Per emanciparsi dal gas russo, l’Europa mira ad aumentare l’importazione di Gas Naturale Liquefatto, soprattutto dagli Stati Uniti. Come viene ottenuto il Gas Naturale Liquefatto?
Quando si parla di GNL si deve innanzitutto capire che GNL è cosa diversa dal GPL: entrambi sono miscele liquide di idrocarburi, ma il primo è un liquido criogenico (a temperatura molto bassa, 162°C sotto zero, ma a pressione atmosferica), che viene liquefatto soltanto per il trasporto, e viene gassificato prima della distribuzione. Il GPL è invece un liquido sotto pressione (10-15 atmosfere circa), che passa allo stato gassoso nel momento dell’utilizzo. Anche la composizione di queste due fonti di energia fossile è diversa.
Il GNL è costituito in massima parte da metano (col 5% circa di idrocarburi più pesanti) e si ottiene dal Gas Naturale (NG) per liquefazione diretta. Dopo uno step di purificazione (dal metano si tolgono la CO2 e l’H2S), il NG viene compresso, raffreddato e decompresso con un processo a più stadi piuttosto energivoro: circa 3 MJ/kg di GNL.

> _Elenco dei compiti_
1. Indica se ciascuna affermazione concorda con il testo sul gas naturale liquefatto, rispondendo sì o no e citando le parole decisive: (a) il GNL si trova a pressione atmosferica; (b) il GPL passa allo stato gassoso prima della distribuzione; (c) nella purificazione si toglie la CO2 dal metano.
2. Trascrivi dal testo sul gas naturale liquefatto il passaggio che va da "Per emanciparsi dal" fino a "fossile è diversa." compreso.
3. Secondo il testo sul gas naturale liquefatto, quanta energia richiede il processo di liquefazione a più stadi?

> _Record forniti_
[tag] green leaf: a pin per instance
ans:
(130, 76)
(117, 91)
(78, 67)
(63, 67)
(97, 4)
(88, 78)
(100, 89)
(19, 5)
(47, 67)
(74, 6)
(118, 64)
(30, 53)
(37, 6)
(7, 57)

> _Risposte_
1.
(a) Sì: "162°C sotto zero, ma a pressione atmosferica".
(b) No: "che passa allo stato gassoso nel momento dell’utilizzo".
(c) Sì: "dal metano si tolgono la CO2 e l’H2S".

2.
Per emanciparsi dal gas russo, l’Europa mira ad aumentare l’importazione di Gas Naturale Liquefatto, soprattutto dagli Stati Uniti. Come viene ottenuto il Gas Naturale Liquefatto?
Quando si parla di GNL si deve innanzitutto capire che GNL è cosa diversa dal GPL: entrambi sono miscele liquide di idrocarburi, ma il primo è un liquido criogenico (a temperatura molto bassa, 162°C sotto zero, ma a pressione atmosferica), che viene liquefatto soltanto per il trasporto, e viene gassificato prima della distribuzione. Il GPL è invece un liquido sotto pressione (10-15 atmosfere circa), che passa allo stato gassoso nel momento dell’utilizzo. Anche la composizione di queste due fonti di energia fossile è diversa.

3. Circa 3 MJ/kg di GNL.